<<<<

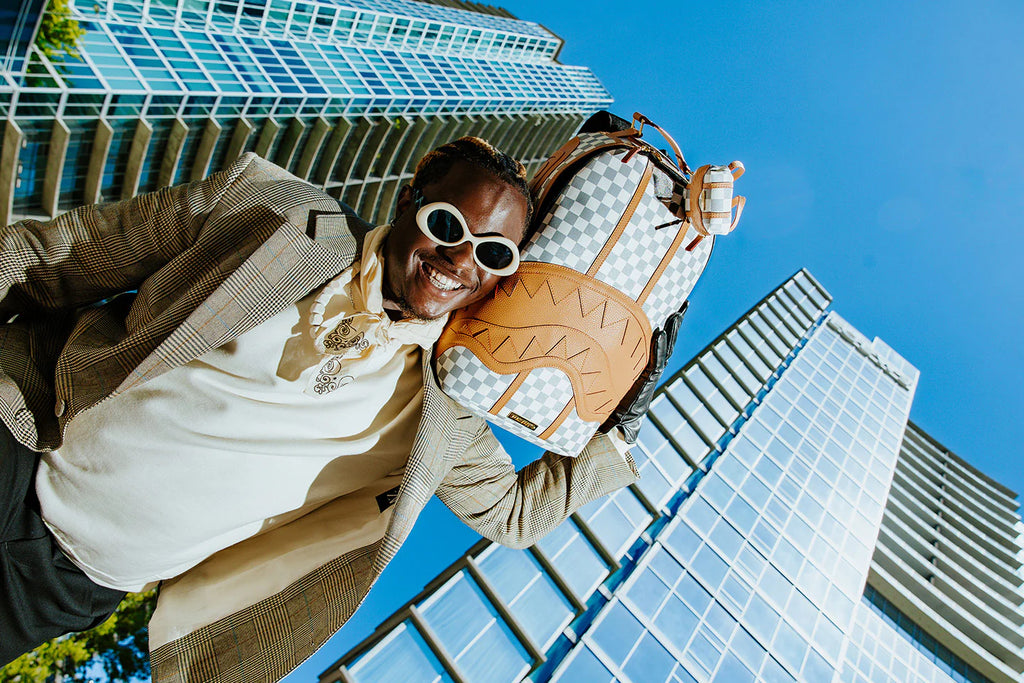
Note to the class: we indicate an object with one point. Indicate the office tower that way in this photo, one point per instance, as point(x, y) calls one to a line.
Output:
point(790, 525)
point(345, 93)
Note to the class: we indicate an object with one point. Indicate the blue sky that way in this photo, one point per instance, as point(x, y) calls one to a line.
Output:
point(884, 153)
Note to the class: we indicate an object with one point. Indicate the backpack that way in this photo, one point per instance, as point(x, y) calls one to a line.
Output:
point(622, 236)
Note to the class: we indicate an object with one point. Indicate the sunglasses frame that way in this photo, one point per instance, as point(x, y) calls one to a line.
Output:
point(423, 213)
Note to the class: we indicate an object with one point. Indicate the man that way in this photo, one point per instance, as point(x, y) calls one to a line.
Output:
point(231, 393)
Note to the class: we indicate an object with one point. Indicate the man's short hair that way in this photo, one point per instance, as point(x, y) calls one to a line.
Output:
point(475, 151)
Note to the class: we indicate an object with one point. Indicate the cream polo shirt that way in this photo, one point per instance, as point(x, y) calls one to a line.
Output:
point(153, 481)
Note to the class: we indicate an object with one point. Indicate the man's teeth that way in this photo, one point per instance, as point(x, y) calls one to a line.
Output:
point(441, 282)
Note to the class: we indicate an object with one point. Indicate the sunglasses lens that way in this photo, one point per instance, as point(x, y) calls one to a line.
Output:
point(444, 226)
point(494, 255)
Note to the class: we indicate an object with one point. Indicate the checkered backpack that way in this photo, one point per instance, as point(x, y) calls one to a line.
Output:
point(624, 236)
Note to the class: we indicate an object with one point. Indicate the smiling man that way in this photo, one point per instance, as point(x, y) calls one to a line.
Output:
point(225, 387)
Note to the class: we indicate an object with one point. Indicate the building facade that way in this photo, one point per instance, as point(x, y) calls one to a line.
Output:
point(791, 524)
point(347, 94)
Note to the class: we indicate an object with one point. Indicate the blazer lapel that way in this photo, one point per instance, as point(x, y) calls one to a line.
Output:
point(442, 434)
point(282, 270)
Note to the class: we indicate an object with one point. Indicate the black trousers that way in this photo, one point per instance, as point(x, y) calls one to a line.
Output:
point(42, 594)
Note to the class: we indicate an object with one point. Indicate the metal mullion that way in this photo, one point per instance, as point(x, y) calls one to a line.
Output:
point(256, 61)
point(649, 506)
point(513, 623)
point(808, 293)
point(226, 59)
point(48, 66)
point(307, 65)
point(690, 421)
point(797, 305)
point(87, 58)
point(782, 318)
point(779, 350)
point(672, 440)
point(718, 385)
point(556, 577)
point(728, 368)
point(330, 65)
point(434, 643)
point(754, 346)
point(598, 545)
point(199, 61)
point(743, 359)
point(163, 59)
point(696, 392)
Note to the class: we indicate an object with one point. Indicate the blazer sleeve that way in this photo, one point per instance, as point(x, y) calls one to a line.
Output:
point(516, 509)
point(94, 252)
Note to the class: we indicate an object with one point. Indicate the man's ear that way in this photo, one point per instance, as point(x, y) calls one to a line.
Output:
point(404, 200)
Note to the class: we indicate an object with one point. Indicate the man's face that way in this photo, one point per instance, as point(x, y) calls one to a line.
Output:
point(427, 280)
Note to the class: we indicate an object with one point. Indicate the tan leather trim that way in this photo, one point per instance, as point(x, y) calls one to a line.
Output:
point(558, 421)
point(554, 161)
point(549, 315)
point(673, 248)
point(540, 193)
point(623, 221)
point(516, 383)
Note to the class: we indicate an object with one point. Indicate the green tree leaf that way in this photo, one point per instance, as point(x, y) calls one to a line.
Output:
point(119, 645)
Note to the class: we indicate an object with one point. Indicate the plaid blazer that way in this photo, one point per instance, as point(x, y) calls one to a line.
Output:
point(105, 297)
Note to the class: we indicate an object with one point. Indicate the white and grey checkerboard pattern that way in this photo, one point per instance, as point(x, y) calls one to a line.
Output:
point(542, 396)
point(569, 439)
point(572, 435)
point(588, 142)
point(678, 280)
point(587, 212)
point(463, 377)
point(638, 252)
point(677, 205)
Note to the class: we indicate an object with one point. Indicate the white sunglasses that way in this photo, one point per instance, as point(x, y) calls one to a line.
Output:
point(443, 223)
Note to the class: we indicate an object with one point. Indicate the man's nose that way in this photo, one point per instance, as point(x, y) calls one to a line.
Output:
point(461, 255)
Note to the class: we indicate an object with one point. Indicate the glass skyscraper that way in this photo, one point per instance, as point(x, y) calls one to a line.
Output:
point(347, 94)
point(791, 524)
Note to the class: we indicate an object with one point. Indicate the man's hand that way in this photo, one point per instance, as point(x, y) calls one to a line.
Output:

>>>>

--- Description of the task ---
Reproduce everything from the line containing "Indicate the green" down to the end of the entries, requests included, and add 47 to every coordinate in the answer points.

--- Task solution ---
Note to the class: we indicate an object with one point. Indicate the green tree leaf that way in this photo, one point per instance, as point(x, y) calls one to a line.
Output:
point(166, 692)
Note to the class: we indicate an object with one point. Indicate the plaid blazer that way in this photo, one point per instance, as point(x, y) calls one to a line.
Output:
point(152, 344)
Note to the class: we indicate an object with one point. Indicate the white and grey checkerboard pattern that way in this photo, one point per instance, as point(x, y) calls one to a line.
Output:
point(589, 443)
point(616, 486)
point(619, 482)
point(635, 189)
point(725, 327)
point(634, 259)
point(510, 424)
point(685, 299)
point(724, 252)
Note to the class: we indicate an object with one point. Indicate the white sunglasses that way in this photo, one point per instance, as point(x, y) calls one to a line.
Output:
point(490, 270)
Note to the class: we indicate an object with one point. Indicate the man's nose that way in this photo, one point per instance, as point(x, y) calls one to a line.
Output:
point(508, 302)
Note to the class: we indicate an object with one point. Indicate the glass skyscraper that way in this photo, one point per instance, as point(x, y) calls one to a line.
Output:
point(394, 141)
point(838, 571)
Note to the class: we indicate an object with one point. Indicate the man's hand that way in this photo, one point per instance, as point(x, y) calls one to a line.
Output:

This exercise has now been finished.